• _Stated task 1_
Find every line in the entries that contains the word "List" and copy each one out. Match case exactly.

• _Given text_

** start **

# First-response aides may receive extra exam points



## policelaborlaw.com (Mar 7, 2006)

First-response aides may receive extra exam points 
By Matthew Keough/ [email protected] 
Friday, March 24, 2006

Deputy Chief Tom Walsh said his proposal to give extra credits to Malden auxiliary police and fire personnel who apply for full time work with the police or fire department is not just some way of helping out friends by giving them an advantage in one of the most sought after city positions.

Rather, Walsh said its both a way of recognizing the work of Malden's brave volunteers while also making sure the city's emergency workers are prepared for any emergency in a post-Sept. 11, 2001 world.

"This plan is way of creating an incentive to lure more emergency volunteer workers as well as a way to reward these people who are donating their time for Malden," Walsh said. "I don't see any problem with rewarding people who work 12 hours a week for free."

The proposal would grant auxiliary police and firefighters extra points towards their entrance exams for full time employment was accepted enthusiastically by City Council members.

** end **

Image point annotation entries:
** start **

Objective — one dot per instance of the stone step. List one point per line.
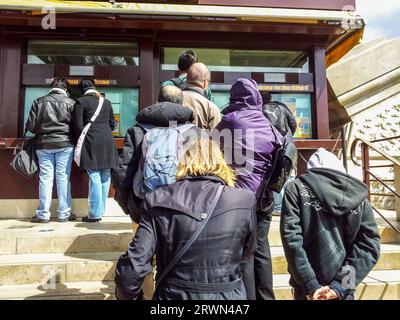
(111, 234)
(26, 208)
(40, 267)
(99, 266)
(23, 237)
(379, 285)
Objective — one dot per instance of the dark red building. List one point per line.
(129, 48)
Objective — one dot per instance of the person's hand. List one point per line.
(320, 293)
(330, 295)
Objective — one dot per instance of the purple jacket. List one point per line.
(254, 142)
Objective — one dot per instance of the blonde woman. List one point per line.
(210, 268)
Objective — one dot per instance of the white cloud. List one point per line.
(381, 17)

** end **

• _Stated task 2_
Answer these questions about the article on extra exam points for first-response aides:
(a) What is the title of the person who proposed giving extra credits?
(b) According to that person, how many hours a week do the volunteers work for free?
(c) How did City Council members receive the proposal?

• _Written solution 1_
Objective — one dot per instance of the stone step. List one point per line.
Objective — one dot per instance of the dark red building. List one point per line.
Objective — one dot per instance of the person's hand. List one point per line.
Objective — one dot per instance of the purple jacket. List one point per line.
Objective — one dot per instance of the blonde woman. List one point per line.
Objective — one dot per instance of the white cloud. List one point per line.

• _Written solution 2_
(a) Deputy Chief
(b) 12 hours a week
(c) Enthusiastically